SHORT PROBLEM: Can you write out as a numbered list the lines of the entries below, starting with the line containing "of the grey" and going on through the end of the entries, with blank lines left out?

GIVEN RECORDS:
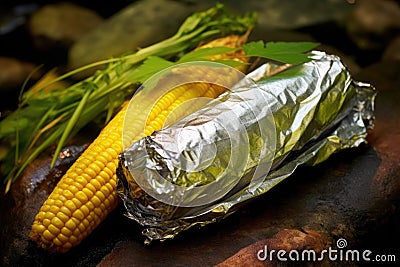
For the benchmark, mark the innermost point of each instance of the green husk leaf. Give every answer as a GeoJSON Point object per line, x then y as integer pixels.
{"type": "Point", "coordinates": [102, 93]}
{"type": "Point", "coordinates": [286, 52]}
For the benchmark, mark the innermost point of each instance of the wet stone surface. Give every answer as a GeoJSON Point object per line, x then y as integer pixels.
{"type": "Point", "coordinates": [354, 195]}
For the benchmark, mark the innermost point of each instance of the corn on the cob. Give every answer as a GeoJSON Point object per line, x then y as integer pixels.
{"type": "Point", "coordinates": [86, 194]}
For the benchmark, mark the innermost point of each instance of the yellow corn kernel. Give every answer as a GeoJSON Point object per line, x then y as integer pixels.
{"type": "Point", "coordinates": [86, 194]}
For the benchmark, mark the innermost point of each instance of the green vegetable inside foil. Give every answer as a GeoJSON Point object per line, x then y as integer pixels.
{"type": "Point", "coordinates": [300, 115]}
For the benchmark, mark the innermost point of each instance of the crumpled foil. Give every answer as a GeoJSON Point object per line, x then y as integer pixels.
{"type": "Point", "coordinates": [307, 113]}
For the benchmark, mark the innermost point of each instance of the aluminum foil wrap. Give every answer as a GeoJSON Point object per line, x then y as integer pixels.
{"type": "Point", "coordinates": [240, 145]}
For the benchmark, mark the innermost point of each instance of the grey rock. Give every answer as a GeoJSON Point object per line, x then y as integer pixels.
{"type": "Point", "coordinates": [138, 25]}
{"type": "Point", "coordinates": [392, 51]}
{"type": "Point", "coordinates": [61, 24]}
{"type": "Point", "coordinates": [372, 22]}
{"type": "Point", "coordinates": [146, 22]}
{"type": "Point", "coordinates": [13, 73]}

WORKED ANSWER:
1. For the benchmark, mark the innermost point of each instance of the grey rock. Give every answer as a GeoJSON Point object per line, x then y as integer pixels.
2. {"type": "Point", "coordinates": [138, 25]}
3. {"type": "Point", "coordinates": [392, 51]}
4. {"type": "Point", "coordinates": [61, 24]}
5. {"type": "Point", "coordinates": [372, 22]}
6. {"type": "Point", "coordinates": [146, 22]}
7. {"type": "Point", "coordinates": [13, 73]}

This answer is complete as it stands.